> [TEXT SECTION]

□ □ □ □

Stephen Shooster recently forwarded a 700 plus page manuscript summarizing his father Herman Shooster's background and military service with the 637th Medical Clearing Company assigned to the 3rd Portable Surgical Hospital during WWII. The hospital was attached to the 158th Regimental Combat Team during a major portion of the Combat Team's South Pacific service.
The quarterly reports of the 637th Clearing Company and 3rd Surgical Hospital illustrate the role of medical service personnel during combat from the unique perspective of two unit commanders. The unusual story of a casualty named "Blue Eye" is outlined in the 2nd paragraph of the hospital report.
S E C R E T / d e c l a s s i f i e d
18 April ‘45
THIRD SURGICAL HOSPITAL
A. P. O. 70
SUBJECT: Quarterly Medical History, 1 January ‘45 to 31 March ‘45
TO: Surgeon, Sixth Army, APO 442 (Thru Channels)
30. The company of infantry that was with us moved out and left us with a collecting company. The RGT Headquarters was about three miles back of us closer to Manila road. We woke up one day being fired on by the machine gun of their perimeter. Running across the field in the clear were two scraggly Japs who had tried to infiltrate the 148th Field Artillery. They ran through our area, by the collecting company where two of their men pinned them down and killed them, all in view from our cots. We received several criticisms from the infantry, particularly the collecting company, for firing our guns. Combat medics!
31. The first casualties we received at Santa Maria were very severe. One in particular we laid aside to die while we worked on the remainder. The bad casualty’s name was Blue Eye, an Indian from New Mexico. He had a four-inch hole in his right chest wall, lacerated lung, split diaphragm and deep laceration of the liver, all across its dome. He failed to respond to shock therapy. His sucking wound was packed. Each breath seemed his last. After the other fourteen casualties were operated on, Blue Eye was still in a semi-comatose condition. Without anesthesia, the liver packing was removed and capsule sutured, the diaphragm was closed, and the defect in the chest wall was closed with silver wire looped over the adjacent unbroken ribs. He was given five pints of blood before the operation and three more after. His color began to return slightly but he remained comatose. I expected to learn of his death during the night. In the morning when I passed the ward, Blue Eye was sitting on his cot shaving. He refused to remain in bed, never complained of pain, ran no fever under penicillin therapy and was evacuated on his 6th post-operative day. (Note - Herman Shooster, my father, recalled surgery on an Indian.)

□ □ □ □

> [TASKS]
(a) Duplicate the Third Surgical Hospital text word for word, starting with "The quarterly reports" and going on through "the hospital report.".
(b) In the Third Surgical Hospital text, on which post-operative day was Blue Eye evacuated?
(c) Carry the Third Surgical Hospital text forward from its final sentence.

> [DATA EXTRACTS]
□ □ □ □

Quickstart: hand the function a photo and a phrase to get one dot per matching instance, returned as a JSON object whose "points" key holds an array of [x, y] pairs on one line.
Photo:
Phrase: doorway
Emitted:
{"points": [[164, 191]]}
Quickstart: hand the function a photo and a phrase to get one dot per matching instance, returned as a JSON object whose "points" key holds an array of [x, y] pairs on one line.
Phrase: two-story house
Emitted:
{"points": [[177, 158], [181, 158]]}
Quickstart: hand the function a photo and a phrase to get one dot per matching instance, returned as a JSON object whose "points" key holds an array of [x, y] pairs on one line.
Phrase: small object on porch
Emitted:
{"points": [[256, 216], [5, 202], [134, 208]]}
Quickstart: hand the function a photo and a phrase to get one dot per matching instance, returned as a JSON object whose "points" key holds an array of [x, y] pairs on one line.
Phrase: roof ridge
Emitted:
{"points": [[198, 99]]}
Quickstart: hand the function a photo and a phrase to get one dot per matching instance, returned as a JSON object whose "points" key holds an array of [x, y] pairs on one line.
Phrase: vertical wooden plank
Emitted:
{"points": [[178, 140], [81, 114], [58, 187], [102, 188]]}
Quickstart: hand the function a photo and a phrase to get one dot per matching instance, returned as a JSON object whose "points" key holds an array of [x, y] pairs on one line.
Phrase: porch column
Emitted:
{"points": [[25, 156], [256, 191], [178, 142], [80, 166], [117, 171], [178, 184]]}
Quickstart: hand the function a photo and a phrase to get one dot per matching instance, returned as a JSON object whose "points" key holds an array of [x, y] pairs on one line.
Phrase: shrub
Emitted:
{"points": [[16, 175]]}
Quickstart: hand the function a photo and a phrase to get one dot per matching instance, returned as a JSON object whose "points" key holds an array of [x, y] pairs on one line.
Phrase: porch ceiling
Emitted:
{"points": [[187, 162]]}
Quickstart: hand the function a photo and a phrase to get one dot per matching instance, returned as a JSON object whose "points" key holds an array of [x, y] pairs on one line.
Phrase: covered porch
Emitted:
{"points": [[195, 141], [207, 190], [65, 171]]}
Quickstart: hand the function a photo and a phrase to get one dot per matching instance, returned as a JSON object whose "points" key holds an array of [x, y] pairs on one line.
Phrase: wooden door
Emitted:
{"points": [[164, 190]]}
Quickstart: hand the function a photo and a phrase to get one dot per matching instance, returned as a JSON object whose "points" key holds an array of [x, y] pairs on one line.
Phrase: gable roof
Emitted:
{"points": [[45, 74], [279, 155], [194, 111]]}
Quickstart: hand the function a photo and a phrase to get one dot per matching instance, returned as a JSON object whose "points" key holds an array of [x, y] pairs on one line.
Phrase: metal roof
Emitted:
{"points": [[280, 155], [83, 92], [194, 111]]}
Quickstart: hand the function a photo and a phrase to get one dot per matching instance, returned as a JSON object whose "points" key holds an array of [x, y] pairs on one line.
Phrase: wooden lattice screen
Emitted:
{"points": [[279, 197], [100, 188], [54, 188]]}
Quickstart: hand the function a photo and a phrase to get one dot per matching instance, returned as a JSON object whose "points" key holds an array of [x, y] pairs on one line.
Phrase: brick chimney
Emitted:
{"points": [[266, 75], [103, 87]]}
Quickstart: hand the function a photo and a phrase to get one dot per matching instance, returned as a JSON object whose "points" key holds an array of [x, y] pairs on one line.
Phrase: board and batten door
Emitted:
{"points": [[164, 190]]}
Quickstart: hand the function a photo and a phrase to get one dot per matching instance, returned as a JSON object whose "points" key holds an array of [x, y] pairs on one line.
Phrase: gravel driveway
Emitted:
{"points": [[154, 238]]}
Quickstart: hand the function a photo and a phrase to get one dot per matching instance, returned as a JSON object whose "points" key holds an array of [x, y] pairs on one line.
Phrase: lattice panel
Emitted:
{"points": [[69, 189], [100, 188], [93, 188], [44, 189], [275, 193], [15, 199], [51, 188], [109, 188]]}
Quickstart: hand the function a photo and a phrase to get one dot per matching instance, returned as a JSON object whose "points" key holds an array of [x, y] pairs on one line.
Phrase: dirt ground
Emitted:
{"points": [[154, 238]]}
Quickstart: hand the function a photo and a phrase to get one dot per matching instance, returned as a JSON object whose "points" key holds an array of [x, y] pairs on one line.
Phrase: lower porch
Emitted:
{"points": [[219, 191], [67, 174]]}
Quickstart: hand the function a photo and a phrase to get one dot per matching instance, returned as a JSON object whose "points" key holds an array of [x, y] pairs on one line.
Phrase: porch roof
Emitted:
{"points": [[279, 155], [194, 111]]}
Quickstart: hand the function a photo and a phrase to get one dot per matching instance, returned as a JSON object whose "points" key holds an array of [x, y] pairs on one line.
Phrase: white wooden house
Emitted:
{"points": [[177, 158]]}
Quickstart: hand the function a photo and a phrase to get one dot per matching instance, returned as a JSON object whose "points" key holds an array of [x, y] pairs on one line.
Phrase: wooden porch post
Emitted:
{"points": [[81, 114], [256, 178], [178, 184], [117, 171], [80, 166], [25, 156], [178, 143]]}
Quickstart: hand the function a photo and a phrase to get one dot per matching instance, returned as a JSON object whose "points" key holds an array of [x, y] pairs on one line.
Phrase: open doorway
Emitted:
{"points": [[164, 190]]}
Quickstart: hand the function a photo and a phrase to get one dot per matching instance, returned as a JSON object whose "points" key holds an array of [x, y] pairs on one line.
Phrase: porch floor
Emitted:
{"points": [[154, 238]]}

□ □ □ □

> [ANSWERS TO THE EXERCISES]
(a)
The quarterly reports of the 637th Clearing Company and 3rd Surgical Hospital illustrate the role of medical service personnel during combat from the unique perspective of two unit commanders. The unusual story of a casualty named "Blue Eye" is outlined in the 2nd paragraph of the hospital report.

(b) His 6th post-operative day.

(c)
32. On March 4th, we received orders to join the 158th RGT at Balayan. We evacuated our patients and departed on the 5th in 2-½ ton trucks borrowed. from the 148th FA Bn. The road was first to Manila, which required hours longer than necessary because the road was filled solid with civilians, going and coming, in small two-wheeled, horse-drawn, carts, in carabao-pulled carts, in pushcarts or walking coolie fashion loaded down with bags of belongings balanced on poles over the shoulders.
33. Manila itself was crowded as we passed through, particularly the north side bawdyhouse districts and cheap shops district. Toward the center of the city and. across the river by the walled city, the buildings were completely demolished, burned out, still smoking, and malodorous. The Army was busy with bulldozers clearing the streets and putting in permanent communication lines. We passed through the south side by the race track, polo field and residential districts and found destruction and waste everywhere, but happy civilians. We had never seen anything comparable to that burned out, destroyed city.
34. Soon we had gone way south to the hill road above Lake Taal, which was beautiful and cool and appeared out of the war, and continued downhill until we arrived in the town of Balayan and reported to General MacNider.
The document memorializing Herman Shooster's life and WWII service provides insight to both civilian life and military service during a historic period in our Nation's History. Thanks very much, Stephen for preserving and providing this especially interesting portion of Bushmaster History.